[start]
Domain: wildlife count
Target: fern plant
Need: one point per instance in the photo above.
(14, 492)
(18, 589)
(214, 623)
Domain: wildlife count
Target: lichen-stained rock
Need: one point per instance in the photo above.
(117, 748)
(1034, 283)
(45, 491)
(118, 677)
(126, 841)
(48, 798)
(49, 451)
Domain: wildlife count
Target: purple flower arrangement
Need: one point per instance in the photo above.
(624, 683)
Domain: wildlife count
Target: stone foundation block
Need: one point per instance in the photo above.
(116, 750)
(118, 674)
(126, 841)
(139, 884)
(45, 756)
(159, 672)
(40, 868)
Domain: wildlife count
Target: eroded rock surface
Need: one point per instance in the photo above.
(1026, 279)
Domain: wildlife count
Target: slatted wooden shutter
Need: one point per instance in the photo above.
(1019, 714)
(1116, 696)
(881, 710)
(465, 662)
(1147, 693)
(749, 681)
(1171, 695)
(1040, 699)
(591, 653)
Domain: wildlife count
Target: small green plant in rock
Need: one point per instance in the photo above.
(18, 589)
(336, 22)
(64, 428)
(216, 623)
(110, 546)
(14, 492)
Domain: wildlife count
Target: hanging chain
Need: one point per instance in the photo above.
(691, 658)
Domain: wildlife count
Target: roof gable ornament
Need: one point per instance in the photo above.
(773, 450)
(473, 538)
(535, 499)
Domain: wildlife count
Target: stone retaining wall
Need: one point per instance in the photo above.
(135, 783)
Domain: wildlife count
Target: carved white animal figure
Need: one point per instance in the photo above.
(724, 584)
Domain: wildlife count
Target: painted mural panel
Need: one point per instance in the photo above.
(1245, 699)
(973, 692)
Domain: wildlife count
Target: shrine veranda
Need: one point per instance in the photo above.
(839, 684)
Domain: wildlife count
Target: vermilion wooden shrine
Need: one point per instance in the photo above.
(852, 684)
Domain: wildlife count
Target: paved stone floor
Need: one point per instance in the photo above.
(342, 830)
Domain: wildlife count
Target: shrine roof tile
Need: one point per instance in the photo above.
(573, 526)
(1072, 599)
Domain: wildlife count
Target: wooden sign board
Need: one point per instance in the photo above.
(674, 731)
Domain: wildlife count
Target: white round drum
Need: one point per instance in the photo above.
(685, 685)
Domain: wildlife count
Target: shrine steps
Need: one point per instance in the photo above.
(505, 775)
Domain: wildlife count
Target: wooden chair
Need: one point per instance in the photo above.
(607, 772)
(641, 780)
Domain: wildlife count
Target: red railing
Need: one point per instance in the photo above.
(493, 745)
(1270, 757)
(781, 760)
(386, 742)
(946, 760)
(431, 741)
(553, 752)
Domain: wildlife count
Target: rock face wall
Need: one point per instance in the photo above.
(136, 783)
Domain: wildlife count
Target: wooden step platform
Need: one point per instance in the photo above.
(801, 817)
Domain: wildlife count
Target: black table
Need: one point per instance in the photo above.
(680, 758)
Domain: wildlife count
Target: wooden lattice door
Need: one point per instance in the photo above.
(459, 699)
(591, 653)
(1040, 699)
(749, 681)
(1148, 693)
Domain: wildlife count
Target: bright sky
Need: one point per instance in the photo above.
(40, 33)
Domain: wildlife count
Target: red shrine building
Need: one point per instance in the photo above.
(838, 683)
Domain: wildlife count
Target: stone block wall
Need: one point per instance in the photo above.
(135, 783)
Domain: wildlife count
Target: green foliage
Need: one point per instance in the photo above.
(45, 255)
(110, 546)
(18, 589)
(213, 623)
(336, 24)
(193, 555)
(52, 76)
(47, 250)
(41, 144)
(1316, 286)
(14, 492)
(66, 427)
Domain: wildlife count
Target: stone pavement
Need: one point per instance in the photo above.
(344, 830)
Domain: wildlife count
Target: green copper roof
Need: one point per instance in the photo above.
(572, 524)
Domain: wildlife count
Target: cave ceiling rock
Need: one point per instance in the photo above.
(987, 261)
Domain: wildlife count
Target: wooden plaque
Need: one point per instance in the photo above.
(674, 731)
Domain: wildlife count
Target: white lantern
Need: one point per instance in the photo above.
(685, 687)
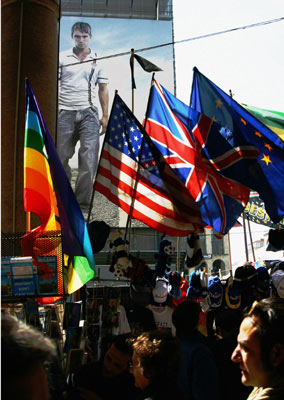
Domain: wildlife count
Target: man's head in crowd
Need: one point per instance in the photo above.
(260, 349)
(117, 357)
(24, 350)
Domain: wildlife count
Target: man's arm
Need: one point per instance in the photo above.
(104, 99)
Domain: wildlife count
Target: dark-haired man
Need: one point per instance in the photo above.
(198, 375)
(78, 119)
(106, 379)
(260, 349)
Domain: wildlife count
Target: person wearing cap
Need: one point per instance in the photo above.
(260, 349)
(155, 365)
(277, 279)
(198, 376)
(162, 313)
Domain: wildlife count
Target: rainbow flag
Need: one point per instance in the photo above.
(48, 193)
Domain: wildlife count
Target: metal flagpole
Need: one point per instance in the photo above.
(133, 85)
(138, 167)
(245, 237)
(251, 241)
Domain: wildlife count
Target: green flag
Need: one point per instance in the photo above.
(272, 119)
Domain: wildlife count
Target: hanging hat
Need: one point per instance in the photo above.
(161, 291)
(263, 281)
(183, 297)
(232, 294)
(278, 282)
(99, 232)
(175, 282)
(215, 291)
(195, 288)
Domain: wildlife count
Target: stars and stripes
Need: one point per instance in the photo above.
(133, 175)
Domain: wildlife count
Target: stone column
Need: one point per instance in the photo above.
(30, 37)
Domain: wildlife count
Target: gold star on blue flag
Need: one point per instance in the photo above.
(263, 174)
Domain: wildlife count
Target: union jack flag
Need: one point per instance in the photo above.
(264, 173)
(181, 134)
(133, 175)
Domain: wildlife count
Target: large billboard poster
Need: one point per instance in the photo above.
(112, 40)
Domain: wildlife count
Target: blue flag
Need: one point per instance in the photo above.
(181, 134)
(263, 174)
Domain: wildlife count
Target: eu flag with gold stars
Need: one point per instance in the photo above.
(264, 173)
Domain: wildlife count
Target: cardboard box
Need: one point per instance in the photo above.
(22, 276)
(6, 277)
(47, 280)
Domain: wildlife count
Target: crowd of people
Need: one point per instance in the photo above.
(243, 359)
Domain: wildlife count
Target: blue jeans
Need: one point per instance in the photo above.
(83, 126)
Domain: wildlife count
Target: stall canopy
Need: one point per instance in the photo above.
(137, 9)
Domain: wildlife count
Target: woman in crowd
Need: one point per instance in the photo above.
(155, 365)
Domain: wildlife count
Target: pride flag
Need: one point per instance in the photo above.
(48, 193)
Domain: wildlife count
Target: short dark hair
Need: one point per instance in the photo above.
(82, 27)
(122, 344)
(22, 347)
(185, 317)
(269, 324)
(159, 355)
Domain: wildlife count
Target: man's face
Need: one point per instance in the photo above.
(115, 362)
(81, 39)
(247, 355)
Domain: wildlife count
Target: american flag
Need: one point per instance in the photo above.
(133, 175)
(180, 133)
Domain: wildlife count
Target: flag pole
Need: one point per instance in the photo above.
(133, 84)
(139, 159)
(245, 237)
(28, 221)
(178, 254)
(93, 193)
(251, 241)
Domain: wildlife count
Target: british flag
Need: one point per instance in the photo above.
(133, 175)
(263, 174)
(181, 134)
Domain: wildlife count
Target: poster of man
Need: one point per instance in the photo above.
(94, 62)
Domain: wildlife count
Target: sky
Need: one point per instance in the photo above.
(249, 62)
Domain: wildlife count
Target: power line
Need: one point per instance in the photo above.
(257, 24)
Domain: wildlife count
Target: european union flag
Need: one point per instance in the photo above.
(264, 173)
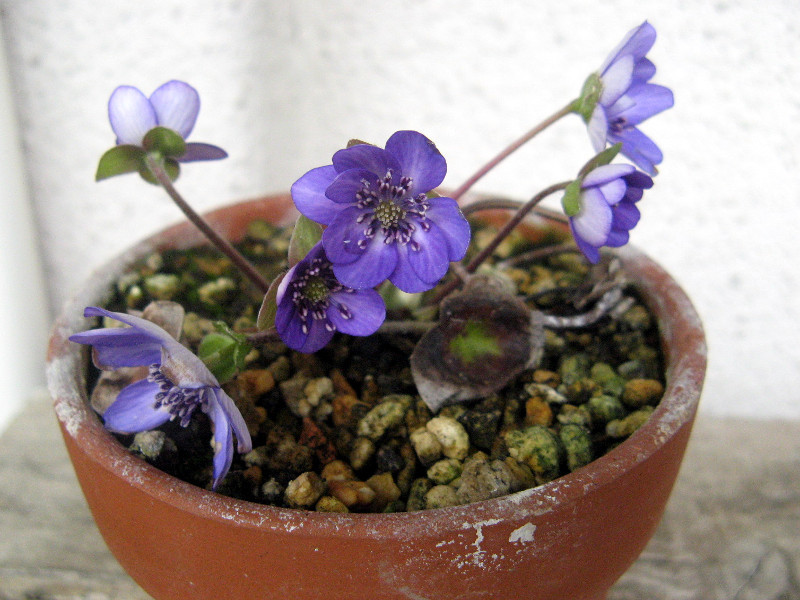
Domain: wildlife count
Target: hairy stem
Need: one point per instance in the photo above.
(493, 204)
(224, 245)
(511, 148)
(512, 223)
(395, 327)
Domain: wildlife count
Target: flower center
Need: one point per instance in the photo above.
(316, 290)
(389, 214)
(391, 210)
(180, 402)
(311, 291)
(618, 124)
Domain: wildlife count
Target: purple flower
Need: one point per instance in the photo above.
(626, 99)
(173, 105)
(381, 224)
(607, 208)
(313, 305)
(178, 383)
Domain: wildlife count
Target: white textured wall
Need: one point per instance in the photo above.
(23, 307)
(286, 83)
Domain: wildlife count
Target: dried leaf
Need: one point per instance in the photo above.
(486, 336)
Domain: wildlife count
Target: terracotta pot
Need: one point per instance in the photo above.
(569, 539)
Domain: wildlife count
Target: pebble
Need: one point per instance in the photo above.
(538, 412)
(426, 445)
(605, 408)
(389, 413)
(304, 490)
(441, 496)
(162, 286)
(451, 435)
(151, 445)
(445, 471)
(353, 494)
(337, 470)
(416, 495)
(625, 427)
(641, 392)
(272, 491)
(537, 447)
(482, 422)
(330, 504)
(217, 292)
(577, 445)
(483, 479)
(280, 368)
(386, 491)
(361, 453)
(254, 383)
(318, 389)
(608, 379)
(574, 367)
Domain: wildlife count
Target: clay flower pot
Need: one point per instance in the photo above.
(569, 539)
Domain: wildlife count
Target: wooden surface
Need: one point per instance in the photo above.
(731, 531)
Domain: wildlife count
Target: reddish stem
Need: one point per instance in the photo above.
(224, 245)
(514, 146)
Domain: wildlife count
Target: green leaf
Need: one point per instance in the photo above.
(164, 141)
(305, 236)
(590, 96)
(269, 307)
(119, 160)
(603, 158)
(224, 352)
(485, 337)
(475, 343)
(571, 200)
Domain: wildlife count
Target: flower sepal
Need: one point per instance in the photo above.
(163, 141)
(269, 306)
(120, 160)
(223, 352)
(305, 235)
(590, 96)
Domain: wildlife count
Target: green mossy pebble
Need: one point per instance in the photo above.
(389, 413)
(622, 428)
(162, 286)
(539, 448)
(577, 445)
(605, 408)
(441, 496)
(416, 495)
(444, 471)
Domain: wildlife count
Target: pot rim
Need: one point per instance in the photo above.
(66, 362)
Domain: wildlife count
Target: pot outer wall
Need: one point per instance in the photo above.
(569, 539)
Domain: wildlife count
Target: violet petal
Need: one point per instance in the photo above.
(364, 156)
(133, 410)
(419, 159)
(365, 308)
(593, 222)
(176, 104)
(374, 265)
(308, 194)
(342, 238)
(344, 188)
(199, 151)
(131, 115)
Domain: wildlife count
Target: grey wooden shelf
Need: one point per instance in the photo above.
(731, 530)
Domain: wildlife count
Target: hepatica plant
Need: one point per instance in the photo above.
(372, 222)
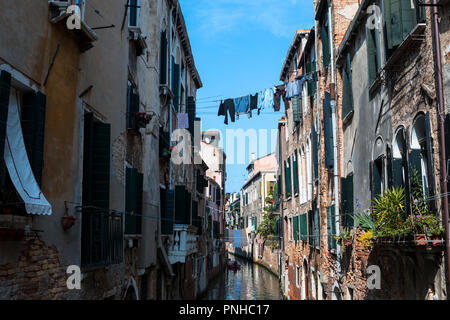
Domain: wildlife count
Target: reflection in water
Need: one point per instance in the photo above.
(252, 282)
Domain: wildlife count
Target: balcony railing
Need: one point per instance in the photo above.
(183, 243)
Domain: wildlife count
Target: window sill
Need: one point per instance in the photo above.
(85, 36)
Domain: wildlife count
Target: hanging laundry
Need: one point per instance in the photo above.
(254, 101)
(242, 104)
(266, 99)
(183, 121)
(227, 107)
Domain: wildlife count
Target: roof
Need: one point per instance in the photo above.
(184, 39)
(292, 49)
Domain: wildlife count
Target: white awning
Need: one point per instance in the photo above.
(18, 165)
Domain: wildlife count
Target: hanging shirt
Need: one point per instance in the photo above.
(183, 121)
(266, 99)
(242, 104)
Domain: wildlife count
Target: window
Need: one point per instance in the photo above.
(373, 53)
(133, 13)
(347, 201)
(420, 158)
(328, 131)
(400, 17)
(133, 201)
(295, 172)
(132, 106)
(101, 230)
(326, 45)
(347, 94)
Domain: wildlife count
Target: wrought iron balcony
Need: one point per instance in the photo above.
(183, 243)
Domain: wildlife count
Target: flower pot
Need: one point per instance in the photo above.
(420, 239)
(436, 240)
(68, 222)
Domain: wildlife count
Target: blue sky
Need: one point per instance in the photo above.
(239, 47)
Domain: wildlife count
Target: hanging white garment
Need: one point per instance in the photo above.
(18, 165)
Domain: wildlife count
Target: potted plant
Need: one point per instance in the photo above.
(68, 222)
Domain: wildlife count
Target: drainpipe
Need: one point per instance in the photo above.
(441, 114)
(335, 131)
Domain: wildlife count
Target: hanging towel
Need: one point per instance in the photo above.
(183, 121)
(242, 104)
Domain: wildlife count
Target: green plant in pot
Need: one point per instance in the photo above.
(389, 213)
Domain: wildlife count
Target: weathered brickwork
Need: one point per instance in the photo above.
(36, 275)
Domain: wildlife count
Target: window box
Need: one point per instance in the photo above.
(138, 38)
(85, 36)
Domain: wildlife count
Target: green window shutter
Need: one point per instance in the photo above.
(191, 111)
(316, 228)
(429, 141)
(180, 204)
(163, 59)
(325, 44)
(376, 179)
(315, 155)
(372, 54)
(310, 233)
(296, 228)
(187, 208)
(101, 158)
(133, 201)
(132, 108)
(331, 226)
(33, 128)
(347, 99)
(347, 201)
(176, 86)
(303, 227)
(408, 17)
(394, 24)
(296, 109)
(5, 88)
(397, 173)
(328, 128)
(295, 171)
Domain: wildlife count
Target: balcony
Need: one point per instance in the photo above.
(183, 243)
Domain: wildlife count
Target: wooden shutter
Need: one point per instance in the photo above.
(303, 227)
(371, 54)
(296, 109)
(296, 228)
(325, 44)
(315, 150)
(328, 128)
(180, 204)
(316, 228)
(5, 89)
(408, 17)
(331, 227)
(415, 157)
(176, 86)
(163, 59)
(376, 180)
(347, 96)
(33, 128)
(295, 171)
(168, 214)
(190, 110)
(429, 149)
(347, 201)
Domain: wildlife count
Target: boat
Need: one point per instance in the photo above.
(234, 265)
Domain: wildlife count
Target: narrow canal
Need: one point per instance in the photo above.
(251, 282)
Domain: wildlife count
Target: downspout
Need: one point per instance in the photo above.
(335, 131)
(441, 114)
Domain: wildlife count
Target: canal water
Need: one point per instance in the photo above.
(251, 282)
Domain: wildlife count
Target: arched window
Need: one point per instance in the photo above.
(399, 164)
(420, 154)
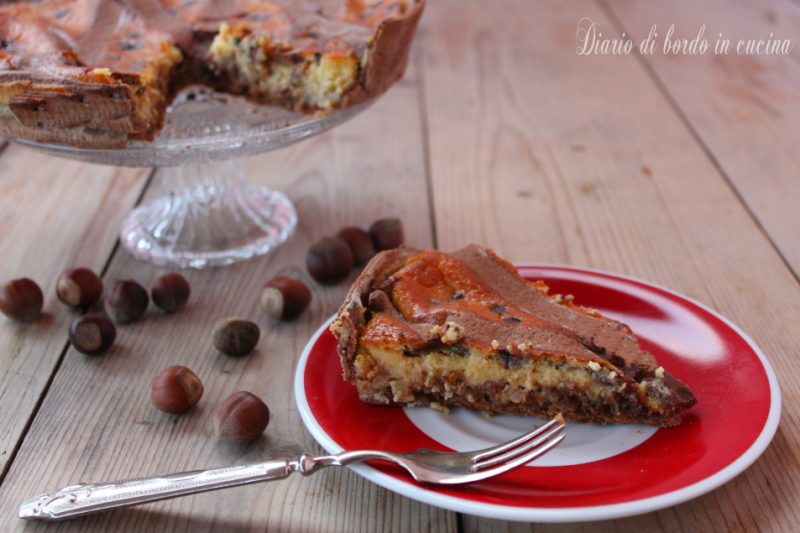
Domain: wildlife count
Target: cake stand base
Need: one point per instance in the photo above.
(211, 217)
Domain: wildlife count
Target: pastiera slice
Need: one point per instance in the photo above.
(465, 329)
(96, 73)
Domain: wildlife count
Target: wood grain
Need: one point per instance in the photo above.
(54, 214)
(553, 157)
(744, 108)
(97, 423)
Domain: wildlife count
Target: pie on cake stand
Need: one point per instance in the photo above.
(91, 79)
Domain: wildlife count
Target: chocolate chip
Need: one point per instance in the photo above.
(129, 44)
(497, 308)
(259, 16)
(457, 349)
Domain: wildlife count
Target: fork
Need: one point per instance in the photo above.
(428, 466)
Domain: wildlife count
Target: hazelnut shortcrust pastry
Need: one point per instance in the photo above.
(465, 329)
(96, 73)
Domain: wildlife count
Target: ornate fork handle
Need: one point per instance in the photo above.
(79, 500)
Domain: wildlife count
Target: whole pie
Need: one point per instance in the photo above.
(465, 329)
(96, 73)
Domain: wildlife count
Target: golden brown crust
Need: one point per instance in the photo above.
(100, 83)
(424, 327)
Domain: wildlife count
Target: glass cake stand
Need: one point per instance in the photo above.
(212, 216)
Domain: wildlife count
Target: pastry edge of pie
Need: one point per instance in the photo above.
(53, 109)
(659, 391)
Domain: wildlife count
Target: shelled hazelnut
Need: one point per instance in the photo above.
(170, 292)
(285, 298)
(79, 287)
(329, 260)
(176, 389)
(387, 233)
(92, 334)
(360, 244)
(242, 417)
(21, 299)
(236, 337)
(126, 302)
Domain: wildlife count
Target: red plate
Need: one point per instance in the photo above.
(734, 420)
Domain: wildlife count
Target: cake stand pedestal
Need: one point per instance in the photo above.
(211, 216)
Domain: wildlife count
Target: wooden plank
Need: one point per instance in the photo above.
(97, 423)
(744, 107)
(553, 157)
(54, 214)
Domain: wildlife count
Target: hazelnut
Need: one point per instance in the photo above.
(360, 244)
(21, 299)
(236, 337)
(387, 233)
(79, 287)
(170, 292)
(241, 418)
(329, 260)
(92, 334)
(285, 298)
(126, 302)
(176, 389)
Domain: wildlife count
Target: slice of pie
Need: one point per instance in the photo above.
(465, 329)
(96, 73)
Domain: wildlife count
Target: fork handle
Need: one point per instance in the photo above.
(79, 500)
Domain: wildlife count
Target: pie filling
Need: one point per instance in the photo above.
(98, 73)
(439, 330)
(304, 81)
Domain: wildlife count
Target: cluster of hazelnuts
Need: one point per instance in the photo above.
(176, 389)
(242, 417)
(330, 259)
(80, 288)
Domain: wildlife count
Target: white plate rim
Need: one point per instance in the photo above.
(550, 514)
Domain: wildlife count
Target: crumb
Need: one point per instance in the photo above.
(436, 406)
(453, 333)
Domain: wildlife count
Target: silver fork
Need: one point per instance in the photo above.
(444, 468)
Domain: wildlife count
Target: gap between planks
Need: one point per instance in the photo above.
(695, 134)
(106, 264)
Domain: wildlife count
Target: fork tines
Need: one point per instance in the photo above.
(522, 449)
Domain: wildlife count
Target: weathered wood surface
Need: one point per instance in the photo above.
(500, 134)
(54, 214)
(97, 422)
(553, 157)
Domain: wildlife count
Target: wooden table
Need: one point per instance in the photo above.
(679, 170)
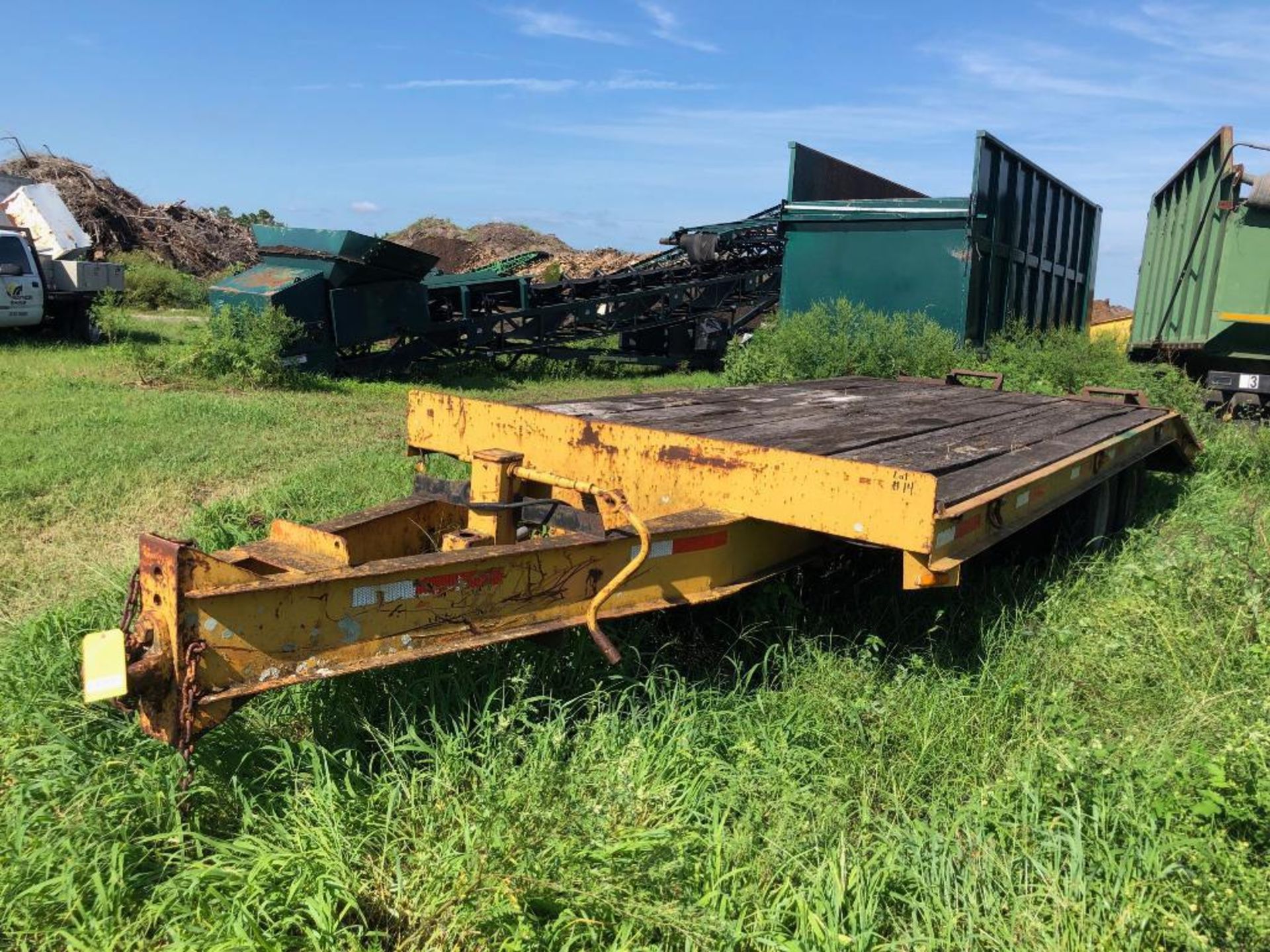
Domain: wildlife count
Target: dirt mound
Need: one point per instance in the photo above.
[end]
§ **Problem statement**
Extract every line in the records above that contains the word "leaf", copying each such line in full.

§ **Task solution**
Target: dried leaf
Target: green leaf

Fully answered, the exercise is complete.